> PROBLEM REQUIREMENTS: Swap every "boulder" in the data below for "rock" and write out all the lines again with nothing else changed. Leave the pictures out.

> MATERIALS PROVIDED:
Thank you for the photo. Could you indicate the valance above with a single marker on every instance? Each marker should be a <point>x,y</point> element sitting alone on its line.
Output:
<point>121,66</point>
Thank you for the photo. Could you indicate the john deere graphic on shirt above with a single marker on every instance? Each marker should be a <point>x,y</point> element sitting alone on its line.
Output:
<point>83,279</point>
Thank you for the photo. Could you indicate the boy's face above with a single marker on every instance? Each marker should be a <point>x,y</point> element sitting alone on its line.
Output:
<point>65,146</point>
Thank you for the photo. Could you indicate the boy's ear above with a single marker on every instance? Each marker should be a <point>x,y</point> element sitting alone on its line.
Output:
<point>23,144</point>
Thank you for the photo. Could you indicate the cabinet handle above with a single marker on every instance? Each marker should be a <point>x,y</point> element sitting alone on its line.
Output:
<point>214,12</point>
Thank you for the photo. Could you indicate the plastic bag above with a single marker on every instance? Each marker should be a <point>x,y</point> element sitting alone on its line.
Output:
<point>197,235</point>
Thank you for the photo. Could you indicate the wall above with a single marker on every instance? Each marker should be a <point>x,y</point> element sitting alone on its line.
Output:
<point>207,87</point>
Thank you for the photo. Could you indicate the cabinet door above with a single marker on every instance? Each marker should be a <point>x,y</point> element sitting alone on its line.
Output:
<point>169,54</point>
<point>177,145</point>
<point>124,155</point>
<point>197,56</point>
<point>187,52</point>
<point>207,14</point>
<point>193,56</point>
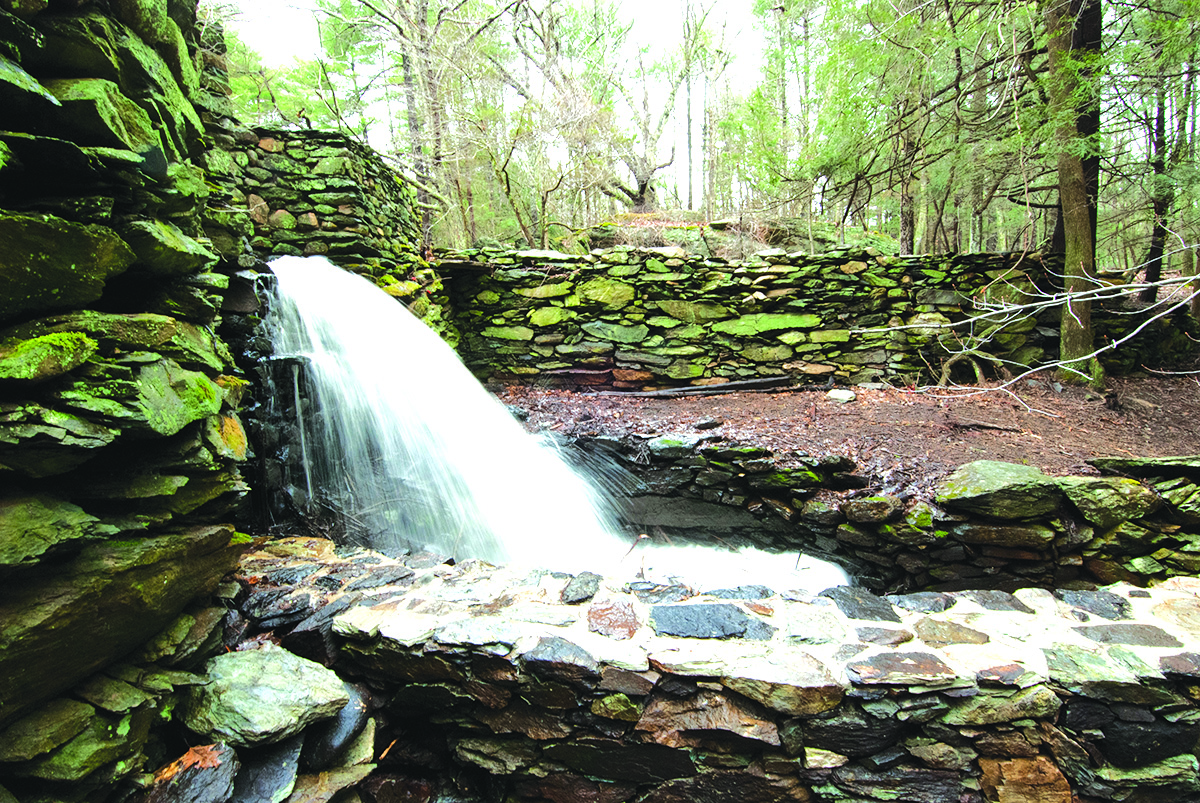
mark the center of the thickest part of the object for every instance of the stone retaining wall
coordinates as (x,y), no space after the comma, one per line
(643,318)
(989,525)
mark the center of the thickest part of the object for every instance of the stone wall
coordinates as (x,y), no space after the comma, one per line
(643,318)
(120,439)
(989,525)
(483,683)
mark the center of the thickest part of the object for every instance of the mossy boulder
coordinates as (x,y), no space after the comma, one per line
(114,595)
(997,489)
(165,251)
(761,322)
(31,527)
(42,358)
(96,113)
(1109,501)
(48,263)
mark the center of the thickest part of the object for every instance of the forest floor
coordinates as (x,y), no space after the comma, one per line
(903,438)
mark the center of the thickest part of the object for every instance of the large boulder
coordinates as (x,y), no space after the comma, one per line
(48,263)
(1002,490)
(58,627)
(262,696)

> FULL SOLUTION:
Thank you for the photo. Could you indicate the valance above with a single marker on every instance? Each marker should be a <point>x,y</point> element sitting alone on its line.
Output:
<point>121,66</point>
Thank you for the photo. Could you indicate the john deere graphic on shirt above with a single marker on every instance? Each marker should be a <point>x,y</point> element sitting alone on its line.
Output:
<point>83,279</point>
Thank you for the photo. Could you indicate the boy's face above with a single marker on every instance? Each marker should be a <point>x,y</point> element sitting alone on its line.
Output:
<point>65,146</point>
Thank you for the photo. Could you indicate the boy's ear above with a single marker on every instance? Each marker should be a <point>x,y</point> element sitting alone on its line.
Output:
<point>23,144</point>
Thank you for the photo. Could you indicate the cabinet handle above with a single marker on every instance? Each marker should be a <point>x,y</point> element sitting alone on its line.
Output:
<point>214,12</point>
Thank you for the photo. Could you indicate the plastic bag above with a single marker on every instance? Each marker should be a <point>x,y</point> element sitting alone on its line.
Output:
<point>197,235</point>
Thank you for the photo. Could you indicate the wall above with a single marker on every instance? Each marker should be a <point>x,y</point> element sitting alone on its line.
Output:
<point>207,87</point>
Thank you for the photo. Could you indicate the cabinet door above with a single marker on every instance? Each marker should be a <point>x,y</point> element sitting alone on its line.
Output:
<point>169,54</point>
<point>177,145</point>
<point>124,155</point>
<point>197,56</point>
<point>187,52</point>
<point>207,14</point>
<point>193,56</point>
mark the center of the thickest part of the object for every instance of the stone retaining wall
coordinates as (x,y), no space after the comma, one per line
(643,318)
(989,525)
mark the center of the thickest part of the object for every instance of the stone wall
coordinates as (x,y), no space after the comma, one per line
(643,318)
(120,439)
(989,525)
(483,683)
mark the center of the thickest part of the object for every instance of the mossy rock
coordinates as (x,y), no space after the comma, one per line
(114,595)
(997,489)
(165,251)
(761,322)
(31,527)
(42,358)
(96,113)
(1109,501)
(48,263)
mark the center of the thickest part of the object for every instance of the forest floor
coordinates as (x,y), no space after the comma, one per line
(903,438)
mark the center of the thickest part of the object for every instance of the large rock
coordinates as (x,y), no space after the comma, one per line
(48,263)
(1002,490)
(58,627)
(262,696)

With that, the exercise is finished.